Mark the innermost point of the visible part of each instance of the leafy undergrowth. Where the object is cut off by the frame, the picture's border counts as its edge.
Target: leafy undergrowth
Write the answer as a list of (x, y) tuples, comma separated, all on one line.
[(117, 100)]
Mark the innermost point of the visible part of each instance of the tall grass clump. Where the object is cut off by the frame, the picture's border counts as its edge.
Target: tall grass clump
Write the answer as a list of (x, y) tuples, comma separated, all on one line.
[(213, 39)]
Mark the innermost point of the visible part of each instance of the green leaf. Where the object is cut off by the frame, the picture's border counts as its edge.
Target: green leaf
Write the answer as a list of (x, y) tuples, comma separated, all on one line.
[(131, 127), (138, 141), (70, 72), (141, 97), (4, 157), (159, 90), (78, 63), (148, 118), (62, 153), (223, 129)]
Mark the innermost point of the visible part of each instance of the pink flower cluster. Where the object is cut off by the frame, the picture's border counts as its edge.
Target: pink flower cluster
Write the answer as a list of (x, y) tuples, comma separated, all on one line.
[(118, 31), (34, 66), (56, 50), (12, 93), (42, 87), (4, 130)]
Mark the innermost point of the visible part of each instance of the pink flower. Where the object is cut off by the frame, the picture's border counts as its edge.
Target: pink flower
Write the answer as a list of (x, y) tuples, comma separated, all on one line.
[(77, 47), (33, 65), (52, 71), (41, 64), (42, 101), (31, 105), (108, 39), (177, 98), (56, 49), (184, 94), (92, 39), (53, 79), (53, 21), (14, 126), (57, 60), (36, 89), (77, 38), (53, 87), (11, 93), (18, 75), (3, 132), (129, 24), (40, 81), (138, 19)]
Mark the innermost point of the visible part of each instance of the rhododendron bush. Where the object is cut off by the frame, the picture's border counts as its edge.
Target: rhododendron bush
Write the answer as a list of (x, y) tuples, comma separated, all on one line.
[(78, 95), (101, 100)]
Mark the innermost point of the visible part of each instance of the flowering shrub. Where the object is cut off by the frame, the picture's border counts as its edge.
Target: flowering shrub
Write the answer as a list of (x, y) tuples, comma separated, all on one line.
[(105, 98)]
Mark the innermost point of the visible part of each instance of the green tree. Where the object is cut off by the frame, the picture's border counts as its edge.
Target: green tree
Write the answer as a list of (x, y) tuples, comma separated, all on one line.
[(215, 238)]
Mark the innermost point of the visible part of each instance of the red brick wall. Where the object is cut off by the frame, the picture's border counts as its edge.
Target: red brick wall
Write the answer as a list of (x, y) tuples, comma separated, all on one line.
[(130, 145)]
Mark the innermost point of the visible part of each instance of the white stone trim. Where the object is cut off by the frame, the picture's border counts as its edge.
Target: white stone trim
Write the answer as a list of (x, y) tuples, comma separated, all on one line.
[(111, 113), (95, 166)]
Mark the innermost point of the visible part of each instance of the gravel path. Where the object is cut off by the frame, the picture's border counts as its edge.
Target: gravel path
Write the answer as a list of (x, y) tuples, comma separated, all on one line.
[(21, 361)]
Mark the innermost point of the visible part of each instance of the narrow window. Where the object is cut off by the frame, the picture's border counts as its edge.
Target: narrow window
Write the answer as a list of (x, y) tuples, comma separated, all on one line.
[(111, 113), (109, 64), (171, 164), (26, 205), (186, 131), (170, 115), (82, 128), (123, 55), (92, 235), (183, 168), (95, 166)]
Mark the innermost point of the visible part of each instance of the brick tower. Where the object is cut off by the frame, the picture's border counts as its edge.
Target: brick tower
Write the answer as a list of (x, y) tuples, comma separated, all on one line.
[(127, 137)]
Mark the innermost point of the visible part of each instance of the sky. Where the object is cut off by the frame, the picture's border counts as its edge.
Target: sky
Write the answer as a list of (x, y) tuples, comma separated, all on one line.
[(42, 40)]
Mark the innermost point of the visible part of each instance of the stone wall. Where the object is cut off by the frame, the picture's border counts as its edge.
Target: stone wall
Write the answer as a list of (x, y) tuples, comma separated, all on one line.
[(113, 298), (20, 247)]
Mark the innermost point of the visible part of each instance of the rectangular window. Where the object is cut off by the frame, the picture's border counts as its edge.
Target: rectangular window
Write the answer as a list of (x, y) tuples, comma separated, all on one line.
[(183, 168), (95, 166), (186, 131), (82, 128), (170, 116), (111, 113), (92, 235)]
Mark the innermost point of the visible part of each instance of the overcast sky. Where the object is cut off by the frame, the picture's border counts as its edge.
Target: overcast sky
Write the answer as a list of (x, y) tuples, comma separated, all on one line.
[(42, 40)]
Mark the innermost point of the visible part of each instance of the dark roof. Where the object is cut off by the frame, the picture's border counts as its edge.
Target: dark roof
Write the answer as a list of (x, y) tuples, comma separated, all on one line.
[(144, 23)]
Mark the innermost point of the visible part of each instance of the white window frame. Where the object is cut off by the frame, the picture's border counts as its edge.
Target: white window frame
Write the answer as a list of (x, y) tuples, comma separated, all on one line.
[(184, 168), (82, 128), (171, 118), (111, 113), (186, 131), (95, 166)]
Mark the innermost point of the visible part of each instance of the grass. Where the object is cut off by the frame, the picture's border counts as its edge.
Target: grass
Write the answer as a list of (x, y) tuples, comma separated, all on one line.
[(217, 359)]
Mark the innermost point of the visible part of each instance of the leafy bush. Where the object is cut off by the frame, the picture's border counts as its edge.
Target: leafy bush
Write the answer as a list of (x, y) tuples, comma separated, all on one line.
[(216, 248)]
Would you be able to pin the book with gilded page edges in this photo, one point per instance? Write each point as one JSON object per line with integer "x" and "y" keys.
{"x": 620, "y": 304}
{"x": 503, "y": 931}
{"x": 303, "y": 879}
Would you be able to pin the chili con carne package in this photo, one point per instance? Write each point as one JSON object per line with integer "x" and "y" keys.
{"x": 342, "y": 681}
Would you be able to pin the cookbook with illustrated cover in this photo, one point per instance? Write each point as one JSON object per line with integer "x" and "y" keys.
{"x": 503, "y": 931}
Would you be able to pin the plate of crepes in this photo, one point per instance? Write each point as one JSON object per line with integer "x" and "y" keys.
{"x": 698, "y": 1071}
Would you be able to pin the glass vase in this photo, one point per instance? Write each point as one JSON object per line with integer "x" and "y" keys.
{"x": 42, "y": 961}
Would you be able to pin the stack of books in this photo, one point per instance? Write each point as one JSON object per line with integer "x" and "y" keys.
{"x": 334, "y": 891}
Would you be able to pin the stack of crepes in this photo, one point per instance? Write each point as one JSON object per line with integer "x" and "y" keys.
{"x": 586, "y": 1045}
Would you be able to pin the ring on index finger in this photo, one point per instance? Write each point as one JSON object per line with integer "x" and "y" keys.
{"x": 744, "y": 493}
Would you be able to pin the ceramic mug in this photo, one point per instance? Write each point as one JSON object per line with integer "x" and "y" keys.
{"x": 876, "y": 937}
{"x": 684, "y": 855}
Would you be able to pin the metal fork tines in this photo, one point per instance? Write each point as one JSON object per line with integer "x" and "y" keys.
........
Activity: List every line in the records above that contains the word "overcast".

Your response:
Mark the innermost point of the visible part of each instance of the overcast sky. Where the object is cut off by the frame, the picture's border counts as its edge.
Target: overcast sky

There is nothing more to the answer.